• EXERCISE BRIEF:
Every entry below should be reproduced exactly, with all pictures left out.

++++ DATA SUPPLIED

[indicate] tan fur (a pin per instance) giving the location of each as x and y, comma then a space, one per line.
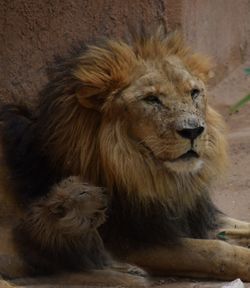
100, 148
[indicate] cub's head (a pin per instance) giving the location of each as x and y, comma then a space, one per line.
140, 111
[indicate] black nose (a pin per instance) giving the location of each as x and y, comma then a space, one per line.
191, 133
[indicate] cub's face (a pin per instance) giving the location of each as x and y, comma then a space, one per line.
166, 110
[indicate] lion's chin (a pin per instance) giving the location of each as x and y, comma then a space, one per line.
184, 166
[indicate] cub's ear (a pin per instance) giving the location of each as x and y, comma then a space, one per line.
91, 97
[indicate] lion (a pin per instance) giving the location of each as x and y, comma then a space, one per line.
116, 163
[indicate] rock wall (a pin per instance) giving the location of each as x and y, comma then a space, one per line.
33, 31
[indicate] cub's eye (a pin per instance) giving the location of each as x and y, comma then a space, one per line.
195, 93
152, 99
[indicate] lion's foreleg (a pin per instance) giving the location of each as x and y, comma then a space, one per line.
234, 231
196, 258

++++++++

• REPLY TO THE TASK:
[indicate] tan fur (a pin per instance) giving the location of each as x and y, comma then a space, one per line.
100, 148
[indicate] cub's head (a pin per instance) giving the location of each as x and y, comma then a space, one per line.
140, 111
[indicate] black nose (a pin per instance) giving the location of each as x and y, comma then a space, one per line.
191, 133
[indicate] cub's face (a pin per instance) giving the location of each as x and y, comma then a space, one per line.
166, 110
[indicate] lion's chin (a pin per instance) giving the location of each as x and y, comma then a space, one per line.
184, 166
[indicate] cub's ear (a pin per instance) giving the location of each as x and y, comma then a space, one per line.
91, 97
[indicate] lion (a pin per instance) giving the location of each as x and y, comma then a space, one per line.
116, 163
[indicate] rock wall (a pin per instance) giving the location of each as x and y, comma then a space, one per line.
33, 31
[indicate] cub's eye (a pin per instance) giving the location of each as x and y, comma then a space, one per line.
195, 93
152, 99
[indicate] lion's foreleg (a pin per instance) giving the location of each as x and y, comma then a space, one per line.
234, 231
196, 258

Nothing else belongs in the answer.